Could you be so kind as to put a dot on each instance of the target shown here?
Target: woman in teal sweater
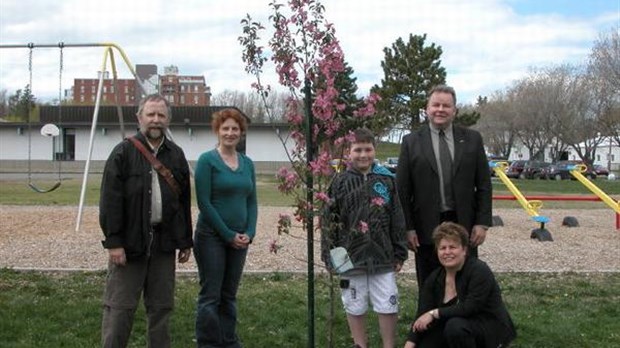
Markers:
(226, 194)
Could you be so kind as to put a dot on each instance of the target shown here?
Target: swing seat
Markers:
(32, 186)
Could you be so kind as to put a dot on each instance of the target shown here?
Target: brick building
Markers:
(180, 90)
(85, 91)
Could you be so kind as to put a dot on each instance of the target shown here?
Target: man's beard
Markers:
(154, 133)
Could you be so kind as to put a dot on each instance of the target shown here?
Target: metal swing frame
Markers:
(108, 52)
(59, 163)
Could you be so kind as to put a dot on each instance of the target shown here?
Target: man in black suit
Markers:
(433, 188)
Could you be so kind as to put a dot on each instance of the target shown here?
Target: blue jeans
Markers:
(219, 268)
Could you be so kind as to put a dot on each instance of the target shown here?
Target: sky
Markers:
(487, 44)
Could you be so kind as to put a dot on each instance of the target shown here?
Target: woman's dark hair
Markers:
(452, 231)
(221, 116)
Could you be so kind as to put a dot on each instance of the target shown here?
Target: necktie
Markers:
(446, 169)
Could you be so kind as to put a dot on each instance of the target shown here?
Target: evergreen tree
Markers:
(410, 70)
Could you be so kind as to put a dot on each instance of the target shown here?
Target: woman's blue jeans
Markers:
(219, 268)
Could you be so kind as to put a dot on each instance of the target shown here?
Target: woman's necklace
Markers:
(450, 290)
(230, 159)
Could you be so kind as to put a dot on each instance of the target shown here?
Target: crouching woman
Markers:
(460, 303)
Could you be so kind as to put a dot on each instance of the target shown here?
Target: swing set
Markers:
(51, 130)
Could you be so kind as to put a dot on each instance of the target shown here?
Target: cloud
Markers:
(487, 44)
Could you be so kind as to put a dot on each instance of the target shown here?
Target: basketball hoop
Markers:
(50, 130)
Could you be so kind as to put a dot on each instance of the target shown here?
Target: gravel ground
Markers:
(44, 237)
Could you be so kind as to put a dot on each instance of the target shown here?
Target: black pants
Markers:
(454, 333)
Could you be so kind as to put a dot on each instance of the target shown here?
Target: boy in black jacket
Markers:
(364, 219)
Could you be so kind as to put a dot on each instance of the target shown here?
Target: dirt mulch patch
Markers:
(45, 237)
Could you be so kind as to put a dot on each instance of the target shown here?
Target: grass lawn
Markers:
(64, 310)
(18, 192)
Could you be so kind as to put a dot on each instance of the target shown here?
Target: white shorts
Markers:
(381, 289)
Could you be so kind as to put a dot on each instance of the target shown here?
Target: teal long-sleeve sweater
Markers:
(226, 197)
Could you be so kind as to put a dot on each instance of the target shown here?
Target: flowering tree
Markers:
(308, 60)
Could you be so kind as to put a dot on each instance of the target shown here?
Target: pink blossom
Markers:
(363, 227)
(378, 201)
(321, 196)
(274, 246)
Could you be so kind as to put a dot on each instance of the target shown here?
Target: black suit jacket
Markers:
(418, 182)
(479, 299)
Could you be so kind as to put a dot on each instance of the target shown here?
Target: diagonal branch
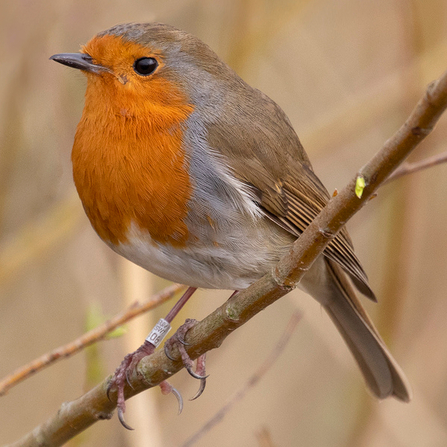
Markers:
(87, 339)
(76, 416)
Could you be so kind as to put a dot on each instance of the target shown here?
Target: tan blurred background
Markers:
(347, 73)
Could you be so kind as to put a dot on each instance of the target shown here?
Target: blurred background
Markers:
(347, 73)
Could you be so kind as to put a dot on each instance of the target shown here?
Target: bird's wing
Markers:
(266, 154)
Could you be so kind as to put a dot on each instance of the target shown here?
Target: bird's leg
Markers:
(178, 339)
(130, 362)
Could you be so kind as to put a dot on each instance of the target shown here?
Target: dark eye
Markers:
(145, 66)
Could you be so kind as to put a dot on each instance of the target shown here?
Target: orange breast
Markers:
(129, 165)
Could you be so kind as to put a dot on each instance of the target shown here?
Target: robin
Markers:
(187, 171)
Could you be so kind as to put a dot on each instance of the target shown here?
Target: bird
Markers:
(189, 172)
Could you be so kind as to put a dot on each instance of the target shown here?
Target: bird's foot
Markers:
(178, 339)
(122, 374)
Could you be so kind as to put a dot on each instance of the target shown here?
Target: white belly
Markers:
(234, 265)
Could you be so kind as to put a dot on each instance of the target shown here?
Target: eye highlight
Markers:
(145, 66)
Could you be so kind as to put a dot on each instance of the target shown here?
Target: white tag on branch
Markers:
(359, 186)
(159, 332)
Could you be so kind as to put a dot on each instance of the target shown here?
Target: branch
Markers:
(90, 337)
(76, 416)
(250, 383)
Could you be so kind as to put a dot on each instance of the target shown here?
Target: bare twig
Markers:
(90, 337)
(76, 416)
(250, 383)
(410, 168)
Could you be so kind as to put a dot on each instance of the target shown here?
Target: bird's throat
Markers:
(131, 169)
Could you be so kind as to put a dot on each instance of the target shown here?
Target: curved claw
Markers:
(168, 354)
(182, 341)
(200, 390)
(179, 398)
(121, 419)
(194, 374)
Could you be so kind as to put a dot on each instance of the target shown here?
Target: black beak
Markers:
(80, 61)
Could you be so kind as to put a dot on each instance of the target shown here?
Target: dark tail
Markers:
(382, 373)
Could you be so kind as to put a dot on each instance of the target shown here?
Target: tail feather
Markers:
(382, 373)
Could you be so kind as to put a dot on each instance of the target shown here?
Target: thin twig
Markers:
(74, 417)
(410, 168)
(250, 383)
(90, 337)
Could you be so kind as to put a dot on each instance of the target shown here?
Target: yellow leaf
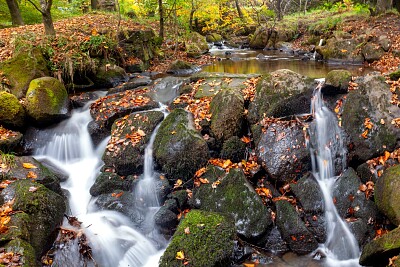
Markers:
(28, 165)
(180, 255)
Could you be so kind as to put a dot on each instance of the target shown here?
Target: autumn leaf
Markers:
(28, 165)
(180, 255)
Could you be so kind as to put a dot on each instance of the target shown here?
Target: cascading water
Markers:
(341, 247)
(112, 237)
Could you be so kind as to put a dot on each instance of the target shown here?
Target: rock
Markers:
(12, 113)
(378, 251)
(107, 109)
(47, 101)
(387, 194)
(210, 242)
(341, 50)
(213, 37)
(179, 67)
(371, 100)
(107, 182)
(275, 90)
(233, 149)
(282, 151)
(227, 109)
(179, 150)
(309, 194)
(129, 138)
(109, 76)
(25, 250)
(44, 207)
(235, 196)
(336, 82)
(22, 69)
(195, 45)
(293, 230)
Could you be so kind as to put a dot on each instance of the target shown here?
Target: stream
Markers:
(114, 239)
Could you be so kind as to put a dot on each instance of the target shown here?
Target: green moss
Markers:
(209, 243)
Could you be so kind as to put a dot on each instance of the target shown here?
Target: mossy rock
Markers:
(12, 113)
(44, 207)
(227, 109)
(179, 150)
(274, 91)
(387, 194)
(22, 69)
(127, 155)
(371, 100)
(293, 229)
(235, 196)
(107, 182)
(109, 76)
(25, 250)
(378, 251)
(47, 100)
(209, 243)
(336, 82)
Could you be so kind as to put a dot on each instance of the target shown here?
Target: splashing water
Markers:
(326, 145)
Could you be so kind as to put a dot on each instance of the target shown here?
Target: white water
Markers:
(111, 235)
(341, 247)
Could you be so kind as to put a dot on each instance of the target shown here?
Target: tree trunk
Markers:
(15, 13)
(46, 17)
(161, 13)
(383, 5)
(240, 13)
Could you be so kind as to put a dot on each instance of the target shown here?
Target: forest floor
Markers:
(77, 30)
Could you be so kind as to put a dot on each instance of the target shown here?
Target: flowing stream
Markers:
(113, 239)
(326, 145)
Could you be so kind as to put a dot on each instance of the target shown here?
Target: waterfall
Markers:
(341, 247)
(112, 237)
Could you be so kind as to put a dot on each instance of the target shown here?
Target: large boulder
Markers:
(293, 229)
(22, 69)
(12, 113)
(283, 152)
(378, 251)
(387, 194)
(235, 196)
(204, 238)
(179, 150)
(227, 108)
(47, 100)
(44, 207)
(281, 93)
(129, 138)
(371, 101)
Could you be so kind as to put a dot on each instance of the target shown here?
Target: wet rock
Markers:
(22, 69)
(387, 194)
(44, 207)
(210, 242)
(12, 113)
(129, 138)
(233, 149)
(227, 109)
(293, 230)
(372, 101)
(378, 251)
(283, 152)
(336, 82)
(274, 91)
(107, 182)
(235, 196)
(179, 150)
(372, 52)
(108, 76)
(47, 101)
—————
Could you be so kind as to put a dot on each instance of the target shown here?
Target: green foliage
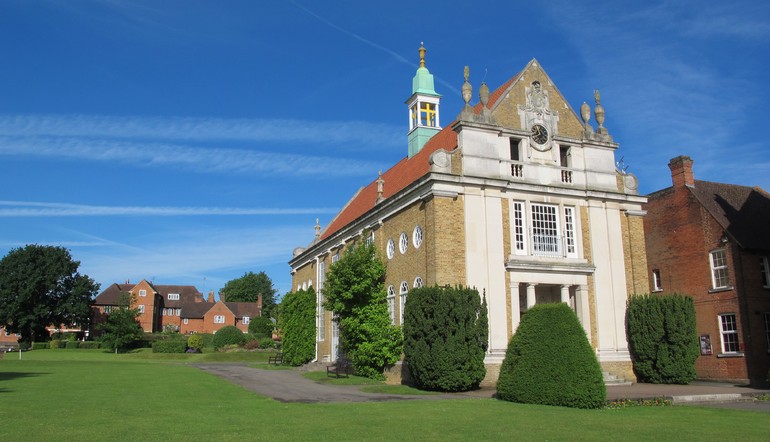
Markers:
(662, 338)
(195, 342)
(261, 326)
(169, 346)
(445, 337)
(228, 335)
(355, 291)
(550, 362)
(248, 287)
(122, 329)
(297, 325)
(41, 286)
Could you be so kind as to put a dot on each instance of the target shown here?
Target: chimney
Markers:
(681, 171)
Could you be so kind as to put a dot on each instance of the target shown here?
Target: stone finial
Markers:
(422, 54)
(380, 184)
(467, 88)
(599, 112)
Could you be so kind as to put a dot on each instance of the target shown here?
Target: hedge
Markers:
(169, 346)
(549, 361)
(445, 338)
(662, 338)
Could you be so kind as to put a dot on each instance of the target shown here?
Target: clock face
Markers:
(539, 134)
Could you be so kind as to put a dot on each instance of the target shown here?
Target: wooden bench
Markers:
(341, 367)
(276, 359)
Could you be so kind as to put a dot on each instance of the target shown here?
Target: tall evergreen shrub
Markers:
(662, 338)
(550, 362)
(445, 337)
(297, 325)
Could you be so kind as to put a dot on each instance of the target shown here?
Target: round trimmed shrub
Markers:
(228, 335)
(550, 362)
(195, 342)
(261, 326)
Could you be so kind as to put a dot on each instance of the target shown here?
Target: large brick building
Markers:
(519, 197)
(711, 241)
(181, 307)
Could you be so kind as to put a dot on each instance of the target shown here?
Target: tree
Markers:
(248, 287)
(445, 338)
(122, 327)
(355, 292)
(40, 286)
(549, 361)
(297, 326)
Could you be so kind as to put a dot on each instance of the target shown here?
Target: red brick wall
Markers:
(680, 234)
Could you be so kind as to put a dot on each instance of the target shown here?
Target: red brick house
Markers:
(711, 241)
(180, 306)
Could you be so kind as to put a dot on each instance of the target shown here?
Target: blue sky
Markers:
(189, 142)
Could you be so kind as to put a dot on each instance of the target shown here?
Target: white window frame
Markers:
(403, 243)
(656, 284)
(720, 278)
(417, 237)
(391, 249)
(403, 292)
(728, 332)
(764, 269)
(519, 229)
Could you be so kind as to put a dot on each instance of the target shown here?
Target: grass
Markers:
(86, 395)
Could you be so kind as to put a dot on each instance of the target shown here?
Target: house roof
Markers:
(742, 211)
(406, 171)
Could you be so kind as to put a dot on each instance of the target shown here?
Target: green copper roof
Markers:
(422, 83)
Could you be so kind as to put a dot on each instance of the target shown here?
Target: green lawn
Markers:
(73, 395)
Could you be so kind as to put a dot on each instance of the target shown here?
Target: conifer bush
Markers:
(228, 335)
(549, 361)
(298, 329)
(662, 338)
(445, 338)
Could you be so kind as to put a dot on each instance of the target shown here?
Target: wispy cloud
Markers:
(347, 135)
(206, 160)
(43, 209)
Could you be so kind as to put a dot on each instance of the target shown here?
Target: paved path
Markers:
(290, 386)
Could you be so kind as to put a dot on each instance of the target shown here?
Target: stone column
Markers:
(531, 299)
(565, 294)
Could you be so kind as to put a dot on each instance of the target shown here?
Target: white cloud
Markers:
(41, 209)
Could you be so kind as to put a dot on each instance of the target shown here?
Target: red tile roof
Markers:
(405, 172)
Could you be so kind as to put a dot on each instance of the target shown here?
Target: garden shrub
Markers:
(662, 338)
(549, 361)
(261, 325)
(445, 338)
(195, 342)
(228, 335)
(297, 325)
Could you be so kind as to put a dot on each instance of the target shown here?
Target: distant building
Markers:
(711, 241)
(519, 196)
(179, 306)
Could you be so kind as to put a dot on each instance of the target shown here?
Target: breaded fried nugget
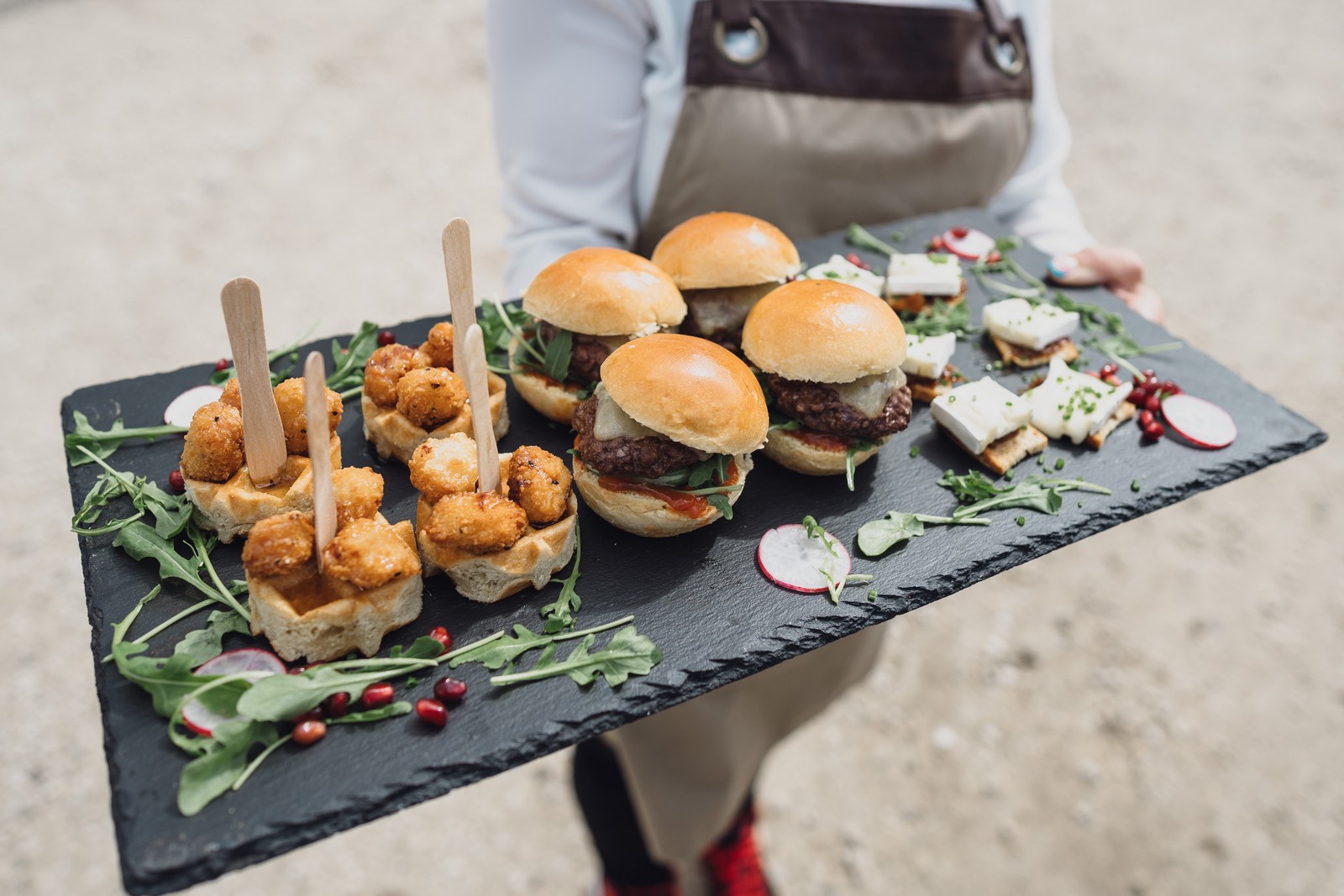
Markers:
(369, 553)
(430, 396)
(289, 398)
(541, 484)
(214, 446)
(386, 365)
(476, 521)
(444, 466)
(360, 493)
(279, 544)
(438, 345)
—————
### Work task
From the listing above, pick out each line where the word "jacket" appears.

### Output of the exercise
Target: boy in black jacket
Target: black suit jacket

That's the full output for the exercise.